To be done — Return every line from the one containing "# for each instance of the railcar destination" down to the very last line, both included, reproducing each one without any change.
#### Records shown ####
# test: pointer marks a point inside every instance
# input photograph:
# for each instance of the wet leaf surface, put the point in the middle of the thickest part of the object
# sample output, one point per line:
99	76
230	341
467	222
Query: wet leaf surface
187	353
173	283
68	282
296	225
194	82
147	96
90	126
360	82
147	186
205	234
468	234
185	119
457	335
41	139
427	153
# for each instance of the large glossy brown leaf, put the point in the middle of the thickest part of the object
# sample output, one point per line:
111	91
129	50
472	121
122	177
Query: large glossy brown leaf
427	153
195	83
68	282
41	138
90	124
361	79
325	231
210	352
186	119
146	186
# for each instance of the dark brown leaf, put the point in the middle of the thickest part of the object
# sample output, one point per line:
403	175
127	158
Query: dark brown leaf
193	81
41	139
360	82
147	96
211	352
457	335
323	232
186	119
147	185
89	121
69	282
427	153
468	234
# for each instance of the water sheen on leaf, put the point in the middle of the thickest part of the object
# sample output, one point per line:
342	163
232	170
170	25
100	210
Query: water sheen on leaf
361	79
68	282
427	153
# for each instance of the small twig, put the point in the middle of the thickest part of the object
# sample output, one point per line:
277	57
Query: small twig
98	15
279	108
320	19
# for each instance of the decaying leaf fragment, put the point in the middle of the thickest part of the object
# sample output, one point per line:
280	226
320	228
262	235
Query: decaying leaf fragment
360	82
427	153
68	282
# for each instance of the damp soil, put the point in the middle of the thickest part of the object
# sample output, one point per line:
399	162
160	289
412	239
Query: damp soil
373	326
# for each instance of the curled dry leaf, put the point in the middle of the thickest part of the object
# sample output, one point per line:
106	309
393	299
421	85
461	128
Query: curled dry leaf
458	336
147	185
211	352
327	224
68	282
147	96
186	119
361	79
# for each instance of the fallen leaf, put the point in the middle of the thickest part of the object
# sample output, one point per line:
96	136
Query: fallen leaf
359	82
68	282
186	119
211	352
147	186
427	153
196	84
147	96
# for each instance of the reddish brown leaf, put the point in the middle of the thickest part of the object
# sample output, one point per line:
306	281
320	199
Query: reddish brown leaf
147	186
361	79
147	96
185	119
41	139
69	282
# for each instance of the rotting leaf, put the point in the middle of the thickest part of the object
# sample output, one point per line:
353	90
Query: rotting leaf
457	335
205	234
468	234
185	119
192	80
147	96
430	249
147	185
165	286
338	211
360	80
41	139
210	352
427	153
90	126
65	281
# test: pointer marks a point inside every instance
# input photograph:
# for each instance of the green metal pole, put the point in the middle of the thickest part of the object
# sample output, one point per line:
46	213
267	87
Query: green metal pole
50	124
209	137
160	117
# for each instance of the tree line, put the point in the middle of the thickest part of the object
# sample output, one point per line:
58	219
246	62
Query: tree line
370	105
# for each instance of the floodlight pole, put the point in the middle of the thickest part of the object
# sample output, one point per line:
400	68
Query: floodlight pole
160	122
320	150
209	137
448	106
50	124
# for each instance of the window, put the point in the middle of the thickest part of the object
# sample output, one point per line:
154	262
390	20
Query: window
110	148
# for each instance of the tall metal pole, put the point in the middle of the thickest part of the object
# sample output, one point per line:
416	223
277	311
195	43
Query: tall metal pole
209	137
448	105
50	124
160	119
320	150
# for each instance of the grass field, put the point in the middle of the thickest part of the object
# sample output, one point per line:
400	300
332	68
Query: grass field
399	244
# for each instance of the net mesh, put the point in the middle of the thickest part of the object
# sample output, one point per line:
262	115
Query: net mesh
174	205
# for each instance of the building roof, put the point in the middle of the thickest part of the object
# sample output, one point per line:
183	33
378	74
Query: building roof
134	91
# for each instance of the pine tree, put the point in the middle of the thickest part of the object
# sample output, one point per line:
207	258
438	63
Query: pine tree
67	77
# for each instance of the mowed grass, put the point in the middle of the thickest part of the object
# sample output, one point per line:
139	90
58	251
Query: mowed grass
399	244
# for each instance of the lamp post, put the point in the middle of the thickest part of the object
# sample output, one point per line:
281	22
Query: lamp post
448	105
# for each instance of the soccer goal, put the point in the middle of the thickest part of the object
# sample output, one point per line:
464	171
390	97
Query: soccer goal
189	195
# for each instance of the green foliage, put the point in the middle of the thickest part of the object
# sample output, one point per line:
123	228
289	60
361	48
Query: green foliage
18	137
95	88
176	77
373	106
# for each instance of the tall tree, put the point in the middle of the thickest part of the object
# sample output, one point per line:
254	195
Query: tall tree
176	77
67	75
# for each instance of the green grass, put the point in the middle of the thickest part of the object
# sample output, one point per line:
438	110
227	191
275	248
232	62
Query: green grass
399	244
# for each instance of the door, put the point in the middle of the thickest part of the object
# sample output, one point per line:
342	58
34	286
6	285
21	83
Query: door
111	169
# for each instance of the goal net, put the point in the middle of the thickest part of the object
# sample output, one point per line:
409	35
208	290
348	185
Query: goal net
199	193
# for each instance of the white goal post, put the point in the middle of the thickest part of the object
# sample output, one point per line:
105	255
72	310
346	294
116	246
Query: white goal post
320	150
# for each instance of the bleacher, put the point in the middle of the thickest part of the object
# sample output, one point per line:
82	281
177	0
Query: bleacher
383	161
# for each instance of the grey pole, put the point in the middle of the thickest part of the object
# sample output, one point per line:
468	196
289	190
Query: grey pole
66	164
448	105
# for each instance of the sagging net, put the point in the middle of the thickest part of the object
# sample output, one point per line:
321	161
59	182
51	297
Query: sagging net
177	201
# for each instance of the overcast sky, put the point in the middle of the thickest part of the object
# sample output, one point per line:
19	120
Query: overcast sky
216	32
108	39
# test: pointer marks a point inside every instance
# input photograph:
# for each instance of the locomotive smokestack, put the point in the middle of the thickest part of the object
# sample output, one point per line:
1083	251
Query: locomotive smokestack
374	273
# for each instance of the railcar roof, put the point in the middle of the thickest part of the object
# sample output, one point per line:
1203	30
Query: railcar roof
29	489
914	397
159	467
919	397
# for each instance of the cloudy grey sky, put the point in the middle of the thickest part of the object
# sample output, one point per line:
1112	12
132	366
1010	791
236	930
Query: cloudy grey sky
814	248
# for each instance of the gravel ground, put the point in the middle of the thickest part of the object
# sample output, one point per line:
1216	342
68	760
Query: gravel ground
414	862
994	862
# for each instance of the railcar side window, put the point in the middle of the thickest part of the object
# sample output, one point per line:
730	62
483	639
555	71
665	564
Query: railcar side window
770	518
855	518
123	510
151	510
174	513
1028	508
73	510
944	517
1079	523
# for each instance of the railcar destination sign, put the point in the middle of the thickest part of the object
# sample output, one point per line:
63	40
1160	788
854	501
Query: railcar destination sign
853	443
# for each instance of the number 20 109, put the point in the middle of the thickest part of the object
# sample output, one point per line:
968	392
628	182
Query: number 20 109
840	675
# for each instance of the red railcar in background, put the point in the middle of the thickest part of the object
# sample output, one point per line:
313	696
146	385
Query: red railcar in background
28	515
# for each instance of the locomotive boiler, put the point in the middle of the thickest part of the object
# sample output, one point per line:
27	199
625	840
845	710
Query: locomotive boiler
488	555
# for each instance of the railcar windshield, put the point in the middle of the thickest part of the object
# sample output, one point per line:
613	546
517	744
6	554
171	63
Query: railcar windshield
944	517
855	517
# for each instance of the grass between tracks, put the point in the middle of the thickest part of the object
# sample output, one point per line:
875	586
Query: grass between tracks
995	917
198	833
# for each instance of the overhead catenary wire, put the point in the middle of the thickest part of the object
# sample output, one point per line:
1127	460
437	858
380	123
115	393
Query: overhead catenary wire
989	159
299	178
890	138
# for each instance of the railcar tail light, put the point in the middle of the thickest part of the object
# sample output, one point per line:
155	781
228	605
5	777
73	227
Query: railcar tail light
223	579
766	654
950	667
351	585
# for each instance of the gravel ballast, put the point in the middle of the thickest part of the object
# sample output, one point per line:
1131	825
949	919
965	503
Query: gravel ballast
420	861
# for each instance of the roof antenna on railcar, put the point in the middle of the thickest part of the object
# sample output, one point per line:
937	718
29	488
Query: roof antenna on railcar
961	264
####
Full answer —
# for each instance of the railcar destination sign, put the point in the middle of the thickest part of the object
# sample output, one point per line:
63	40
1160	788
854	501
Query: railcar destination sign
853	443
# for each instance of the number 20 109, put the point in the middle of the thickest part of the object
# sample output, one point per line:
968	392
628	182
Query: number 20 109
840	675
# for each instance of the red railcar in background, put the point in the middle of the thickest part of the object
# sample output, one point per line:
313	696
146	385
Query: red railcar in background
28	515
# for each instance of the locomotive boiler, put the point in the middle of the thickest part of the object
# sample output, one point per line:
27	199
625	840
845	710
Query: locomotive boiler
488	555
# for each instance of the railcar windshield, put the point in the middle of the thickest part of the object
# sample output, one point per line:
613	546
517	744
6	554
171	63
Query: railcar windshield
944	517
855	517
# for each instance of the grass between tracks, put the point in the middle of the thickest part of the object
# sample output, one point per line:
875	586
Query: grass between tracks
995	917
198	833
# for each instance of the overhead catenary wire, put the point in the middle of the thickest part of the object
# sample output, one point per line:
1127	460
437	858
380	123
115	393
Query: overhead catenary wire
989	159
299	178
890	138
# for each instance of the railcar tail light, put the point in the middle of the thickest part of the object
# sample output, one point per line:
155	781
228	605
5	777
73	227
Query: railcar tail light
223	579
766	654
950	667
351	585
# for each instance of the gravel ballast, put the point in the middle of the thickest part of the object
# sample output, one point per line:
1131	825
949	919
965	503
Query: gravel ballast
420	861
# for each instance of the roof antenna on railcar, put the point in the middle of the thickest part of the object
# sample output, one point per line:
937	718
29	488
Query: roof antenna on railcar
961	264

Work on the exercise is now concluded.